## AIM OF THE EXERCISE
In the data, find the word "construction" and copy out every line that has it.

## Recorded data
* * * *
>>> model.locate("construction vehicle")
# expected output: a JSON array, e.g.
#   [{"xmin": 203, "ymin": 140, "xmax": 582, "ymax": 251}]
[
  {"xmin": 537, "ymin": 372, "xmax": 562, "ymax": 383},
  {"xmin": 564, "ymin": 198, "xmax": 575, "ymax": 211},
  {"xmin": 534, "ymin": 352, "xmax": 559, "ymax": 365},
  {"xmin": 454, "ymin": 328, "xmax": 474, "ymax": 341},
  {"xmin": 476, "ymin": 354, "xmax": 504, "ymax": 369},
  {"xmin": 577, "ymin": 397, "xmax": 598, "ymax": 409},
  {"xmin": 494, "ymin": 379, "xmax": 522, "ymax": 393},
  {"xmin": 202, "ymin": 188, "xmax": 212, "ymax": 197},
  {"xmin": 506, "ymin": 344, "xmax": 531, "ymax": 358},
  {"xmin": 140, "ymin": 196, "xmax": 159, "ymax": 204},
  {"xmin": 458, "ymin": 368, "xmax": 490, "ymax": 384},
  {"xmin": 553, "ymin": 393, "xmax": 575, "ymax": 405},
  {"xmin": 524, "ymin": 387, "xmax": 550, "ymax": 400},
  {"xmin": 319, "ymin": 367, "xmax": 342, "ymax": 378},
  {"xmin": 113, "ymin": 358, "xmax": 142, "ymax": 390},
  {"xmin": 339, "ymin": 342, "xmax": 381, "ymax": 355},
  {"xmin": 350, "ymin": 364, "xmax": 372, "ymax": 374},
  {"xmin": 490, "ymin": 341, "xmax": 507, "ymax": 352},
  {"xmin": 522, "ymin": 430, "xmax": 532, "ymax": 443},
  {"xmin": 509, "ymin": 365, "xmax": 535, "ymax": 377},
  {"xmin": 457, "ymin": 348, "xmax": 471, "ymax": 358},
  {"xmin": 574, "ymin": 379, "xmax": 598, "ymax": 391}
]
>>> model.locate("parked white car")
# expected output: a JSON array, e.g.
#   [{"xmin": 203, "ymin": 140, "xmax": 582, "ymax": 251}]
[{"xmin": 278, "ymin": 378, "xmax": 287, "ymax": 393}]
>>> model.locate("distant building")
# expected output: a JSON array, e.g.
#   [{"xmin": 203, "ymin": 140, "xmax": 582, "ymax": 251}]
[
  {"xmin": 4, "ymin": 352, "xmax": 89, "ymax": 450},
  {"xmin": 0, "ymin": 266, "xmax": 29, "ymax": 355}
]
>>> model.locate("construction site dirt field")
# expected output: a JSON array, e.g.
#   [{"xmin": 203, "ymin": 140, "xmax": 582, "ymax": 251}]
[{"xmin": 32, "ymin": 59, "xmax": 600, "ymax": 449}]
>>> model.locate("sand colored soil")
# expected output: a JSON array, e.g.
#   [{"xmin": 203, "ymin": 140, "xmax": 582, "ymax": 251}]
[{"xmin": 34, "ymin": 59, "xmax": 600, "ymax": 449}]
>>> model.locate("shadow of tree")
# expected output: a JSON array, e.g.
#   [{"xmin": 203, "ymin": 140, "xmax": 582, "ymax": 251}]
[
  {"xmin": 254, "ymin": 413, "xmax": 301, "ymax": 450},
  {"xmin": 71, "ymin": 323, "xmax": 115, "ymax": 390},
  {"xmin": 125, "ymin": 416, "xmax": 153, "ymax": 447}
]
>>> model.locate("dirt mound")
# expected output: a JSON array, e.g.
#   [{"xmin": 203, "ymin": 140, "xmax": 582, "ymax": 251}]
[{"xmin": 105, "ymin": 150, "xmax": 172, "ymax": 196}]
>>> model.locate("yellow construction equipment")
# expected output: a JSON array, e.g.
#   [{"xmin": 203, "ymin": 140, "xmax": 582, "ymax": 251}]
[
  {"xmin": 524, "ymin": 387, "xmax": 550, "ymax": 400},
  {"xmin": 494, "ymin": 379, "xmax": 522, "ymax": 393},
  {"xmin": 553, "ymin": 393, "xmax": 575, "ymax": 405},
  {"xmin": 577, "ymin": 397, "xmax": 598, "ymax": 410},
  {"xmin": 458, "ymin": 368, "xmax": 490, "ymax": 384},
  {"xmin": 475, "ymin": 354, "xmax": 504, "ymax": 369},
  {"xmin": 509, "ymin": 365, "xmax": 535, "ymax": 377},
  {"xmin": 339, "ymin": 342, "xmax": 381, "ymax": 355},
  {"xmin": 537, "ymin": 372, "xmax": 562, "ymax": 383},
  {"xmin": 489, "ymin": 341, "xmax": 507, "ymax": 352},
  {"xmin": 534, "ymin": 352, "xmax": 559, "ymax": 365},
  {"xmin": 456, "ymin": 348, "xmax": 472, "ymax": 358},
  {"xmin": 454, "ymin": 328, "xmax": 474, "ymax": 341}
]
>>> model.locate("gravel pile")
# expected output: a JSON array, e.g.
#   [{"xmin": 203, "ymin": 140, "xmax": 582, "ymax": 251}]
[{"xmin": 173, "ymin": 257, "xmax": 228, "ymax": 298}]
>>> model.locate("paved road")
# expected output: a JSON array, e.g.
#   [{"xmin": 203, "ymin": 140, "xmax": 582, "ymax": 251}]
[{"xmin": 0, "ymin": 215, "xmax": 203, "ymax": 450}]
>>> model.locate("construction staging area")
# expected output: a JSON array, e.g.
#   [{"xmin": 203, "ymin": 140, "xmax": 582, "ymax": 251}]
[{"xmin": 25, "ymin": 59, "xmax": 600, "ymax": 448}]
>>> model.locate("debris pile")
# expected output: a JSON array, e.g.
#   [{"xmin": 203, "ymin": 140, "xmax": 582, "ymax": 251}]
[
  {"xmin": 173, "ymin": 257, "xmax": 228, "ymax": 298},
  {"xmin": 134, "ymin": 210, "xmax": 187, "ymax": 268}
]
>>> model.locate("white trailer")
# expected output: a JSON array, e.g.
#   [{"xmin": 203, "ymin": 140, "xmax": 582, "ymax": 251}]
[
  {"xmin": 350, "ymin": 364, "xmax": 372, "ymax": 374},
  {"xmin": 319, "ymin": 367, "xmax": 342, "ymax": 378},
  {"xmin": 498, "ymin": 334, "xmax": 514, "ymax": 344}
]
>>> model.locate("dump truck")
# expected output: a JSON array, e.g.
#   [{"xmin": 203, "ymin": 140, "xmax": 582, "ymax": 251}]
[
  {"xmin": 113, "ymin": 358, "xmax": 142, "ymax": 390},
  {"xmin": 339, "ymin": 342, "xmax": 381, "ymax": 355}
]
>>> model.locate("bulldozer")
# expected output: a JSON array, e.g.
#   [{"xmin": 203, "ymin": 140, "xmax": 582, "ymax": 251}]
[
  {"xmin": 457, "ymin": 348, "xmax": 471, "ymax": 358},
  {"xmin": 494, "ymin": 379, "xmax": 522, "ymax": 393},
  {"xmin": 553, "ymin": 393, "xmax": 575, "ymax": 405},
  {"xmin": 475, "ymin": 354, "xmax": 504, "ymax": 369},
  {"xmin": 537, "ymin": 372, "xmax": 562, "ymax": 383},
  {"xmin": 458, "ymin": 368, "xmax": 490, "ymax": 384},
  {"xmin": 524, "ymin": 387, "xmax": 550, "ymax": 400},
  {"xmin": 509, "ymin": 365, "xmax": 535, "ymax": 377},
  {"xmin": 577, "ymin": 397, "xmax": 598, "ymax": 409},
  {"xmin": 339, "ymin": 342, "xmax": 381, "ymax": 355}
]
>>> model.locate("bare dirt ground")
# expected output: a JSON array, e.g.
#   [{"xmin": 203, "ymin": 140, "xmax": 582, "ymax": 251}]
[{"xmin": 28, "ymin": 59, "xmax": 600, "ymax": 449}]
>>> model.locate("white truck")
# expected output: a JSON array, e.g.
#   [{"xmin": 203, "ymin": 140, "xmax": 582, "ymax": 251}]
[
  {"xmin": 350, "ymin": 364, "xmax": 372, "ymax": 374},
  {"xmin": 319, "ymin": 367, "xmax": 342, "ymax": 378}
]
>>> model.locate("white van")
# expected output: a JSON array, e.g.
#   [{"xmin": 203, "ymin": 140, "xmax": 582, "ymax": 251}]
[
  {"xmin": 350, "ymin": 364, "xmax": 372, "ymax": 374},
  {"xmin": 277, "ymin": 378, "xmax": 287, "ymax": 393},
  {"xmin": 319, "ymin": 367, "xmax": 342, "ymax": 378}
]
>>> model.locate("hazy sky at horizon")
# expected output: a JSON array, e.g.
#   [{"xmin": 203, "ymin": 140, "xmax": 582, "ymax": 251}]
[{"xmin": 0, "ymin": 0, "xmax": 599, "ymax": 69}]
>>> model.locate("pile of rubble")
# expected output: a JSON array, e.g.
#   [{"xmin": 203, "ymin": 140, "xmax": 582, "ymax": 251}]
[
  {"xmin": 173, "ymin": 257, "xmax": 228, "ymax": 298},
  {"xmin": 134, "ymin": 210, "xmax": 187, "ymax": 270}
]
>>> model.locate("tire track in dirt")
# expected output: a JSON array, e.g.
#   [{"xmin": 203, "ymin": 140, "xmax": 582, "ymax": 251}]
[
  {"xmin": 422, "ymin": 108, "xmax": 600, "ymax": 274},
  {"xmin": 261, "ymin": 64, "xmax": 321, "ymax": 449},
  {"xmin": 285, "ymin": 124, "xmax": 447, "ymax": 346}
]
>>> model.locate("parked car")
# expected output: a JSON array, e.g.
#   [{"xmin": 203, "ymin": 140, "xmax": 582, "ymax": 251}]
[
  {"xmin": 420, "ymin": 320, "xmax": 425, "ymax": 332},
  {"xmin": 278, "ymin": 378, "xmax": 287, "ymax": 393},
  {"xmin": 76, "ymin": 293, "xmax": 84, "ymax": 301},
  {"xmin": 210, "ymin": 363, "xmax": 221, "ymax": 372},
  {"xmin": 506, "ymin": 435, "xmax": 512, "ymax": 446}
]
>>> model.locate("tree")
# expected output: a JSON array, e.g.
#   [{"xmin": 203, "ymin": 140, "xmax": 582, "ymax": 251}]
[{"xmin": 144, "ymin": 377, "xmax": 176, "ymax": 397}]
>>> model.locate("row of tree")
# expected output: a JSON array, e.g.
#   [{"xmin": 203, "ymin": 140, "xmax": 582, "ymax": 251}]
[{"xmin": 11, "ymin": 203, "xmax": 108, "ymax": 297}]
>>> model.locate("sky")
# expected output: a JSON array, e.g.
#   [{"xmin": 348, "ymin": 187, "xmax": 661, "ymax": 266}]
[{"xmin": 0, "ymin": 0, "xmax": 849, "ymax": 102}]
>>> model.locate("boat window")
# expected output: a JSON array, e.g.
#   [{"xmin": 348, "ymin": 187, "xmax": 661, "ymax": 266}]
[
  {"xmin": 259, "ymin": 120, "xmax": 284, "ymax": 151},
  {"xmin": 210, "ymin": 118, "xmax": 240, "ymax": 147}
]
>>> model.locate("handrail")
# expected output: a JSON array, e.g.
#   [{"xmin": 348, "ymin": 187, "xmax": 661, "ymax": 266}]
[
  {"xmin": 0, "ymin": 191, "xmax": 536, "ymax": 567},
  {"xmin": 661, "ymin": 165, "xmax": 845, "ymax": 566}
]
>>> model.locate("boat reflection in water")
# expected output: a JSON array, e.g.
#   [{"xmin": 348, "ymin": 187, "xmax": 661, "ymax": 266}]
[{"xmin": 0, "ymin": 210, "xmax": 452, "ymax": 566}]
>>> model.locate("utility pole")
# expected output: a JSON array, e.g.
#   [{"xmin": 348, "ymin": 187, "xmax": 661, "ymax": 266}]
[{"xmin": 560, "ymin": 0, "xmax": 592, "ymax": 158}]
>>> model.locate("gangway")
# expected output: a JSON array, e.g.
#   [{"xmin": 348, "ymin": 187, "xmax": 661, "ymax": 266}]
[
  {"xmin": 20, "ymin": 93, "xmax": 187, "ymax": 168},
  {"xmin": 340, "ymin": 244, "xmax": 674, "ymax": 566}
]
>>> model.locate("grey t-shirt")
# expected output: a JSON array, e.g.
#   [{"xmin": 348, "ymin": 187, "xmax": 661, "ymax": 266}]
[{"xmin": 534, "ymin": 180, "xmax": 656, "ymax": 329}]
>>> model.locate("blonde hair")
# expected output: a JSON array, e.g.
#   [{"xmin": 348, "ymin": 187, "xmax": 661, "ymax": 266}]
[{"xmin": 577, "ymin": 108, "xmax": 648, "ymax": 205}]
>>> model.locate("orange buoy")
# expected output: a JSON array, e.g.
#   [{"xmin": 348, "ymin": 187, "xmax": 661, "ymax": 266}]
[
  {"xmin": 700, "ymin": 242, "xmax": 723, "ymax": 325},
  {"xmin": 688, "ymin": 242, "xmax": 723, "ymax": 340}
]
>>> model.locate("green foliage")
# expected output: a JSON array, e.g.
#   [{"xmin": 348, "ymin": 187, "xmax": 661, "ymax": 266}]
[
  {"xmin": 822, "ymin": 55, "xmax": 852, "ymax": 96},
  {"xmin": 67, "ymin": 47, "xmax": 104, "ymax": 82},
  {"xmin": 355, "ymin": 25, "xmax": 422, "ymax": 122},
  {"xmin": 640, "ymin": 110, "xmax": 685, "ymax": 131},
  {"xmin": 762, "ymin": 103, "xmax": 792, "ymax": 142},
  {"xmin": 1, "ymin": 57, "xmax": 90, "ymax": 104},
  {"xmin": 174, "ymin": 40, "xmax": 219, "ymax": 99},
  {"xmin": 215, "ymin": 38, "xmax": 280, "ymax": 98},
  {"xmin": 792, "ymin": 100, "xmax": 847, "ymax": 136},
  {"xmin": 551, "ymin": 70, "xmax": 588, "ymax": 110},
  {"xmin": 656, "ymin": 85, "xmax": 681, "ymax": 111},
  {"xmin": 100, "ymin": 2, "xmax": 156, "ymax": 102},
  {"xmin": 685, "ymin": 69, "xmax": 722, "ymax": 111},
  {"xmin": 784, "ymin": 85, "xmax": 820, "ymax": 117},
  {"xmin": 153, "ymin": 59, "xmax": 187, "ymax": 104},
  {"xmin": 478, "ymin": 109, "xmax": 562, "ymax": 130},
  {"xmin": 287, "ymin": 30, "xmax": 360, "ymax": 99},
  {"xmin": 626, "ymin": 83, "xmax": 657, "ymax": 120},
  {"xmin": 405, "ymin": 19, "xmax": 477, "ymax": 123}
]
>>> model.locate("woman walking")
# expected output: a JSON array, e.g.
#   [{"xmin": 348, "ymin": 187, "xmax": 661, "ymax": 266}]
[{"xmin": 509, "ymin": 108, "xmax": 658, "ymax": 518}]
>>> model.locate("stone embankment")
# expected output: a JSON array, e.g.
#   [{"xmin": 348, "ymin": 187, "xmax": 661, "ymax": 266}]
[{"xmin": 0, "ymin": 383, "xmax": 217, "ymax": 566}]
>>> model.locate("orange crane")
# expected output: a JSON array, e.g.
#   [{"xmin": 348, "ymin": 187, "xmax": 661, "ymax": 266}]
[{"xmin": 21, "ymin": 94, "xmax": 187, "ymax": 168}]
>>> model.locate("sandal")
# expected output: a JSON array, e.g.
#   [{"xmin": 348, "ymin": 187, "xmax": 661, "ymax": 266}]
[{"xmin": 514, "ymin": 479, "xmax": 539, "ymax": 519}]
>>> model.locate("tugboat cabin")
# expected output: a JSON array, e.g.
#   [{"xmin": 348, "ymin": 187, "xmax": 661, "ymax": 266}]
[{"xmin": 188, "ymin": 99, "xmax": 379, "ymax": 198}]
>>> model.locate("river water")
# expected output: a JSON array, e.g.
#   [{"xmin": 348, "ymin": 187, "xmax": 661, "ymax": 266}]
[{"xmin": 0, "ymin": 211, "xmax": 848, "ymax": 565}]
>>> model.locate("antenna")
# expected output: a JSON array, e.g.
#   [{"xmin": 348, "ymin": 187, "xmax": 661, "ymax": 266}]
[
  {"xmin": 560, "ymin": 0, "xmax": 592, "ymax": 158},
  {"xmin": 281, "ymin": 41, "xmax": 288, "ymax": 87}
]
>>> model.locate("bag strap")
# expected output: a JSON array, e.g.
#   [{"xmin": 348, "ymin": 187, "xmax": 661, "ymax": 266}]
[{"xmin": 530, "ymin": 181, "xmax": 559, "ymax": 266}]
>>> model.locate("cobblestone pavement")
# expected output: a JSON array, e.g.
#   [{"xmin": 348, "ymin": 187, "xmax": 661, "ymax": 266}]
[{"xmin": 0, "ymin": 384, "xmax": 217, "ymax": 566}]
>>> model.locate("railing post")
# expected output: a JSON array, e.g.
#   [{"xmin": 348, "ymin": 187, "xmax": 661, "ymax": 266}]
* * * *
## THE COMPLETED TASK
>>> model.locate("construction vehicle")
>>> model.locate("construction site dirt field")
>>> model.locate("yellow construction equipment")
>>> model.locate("construction staging area")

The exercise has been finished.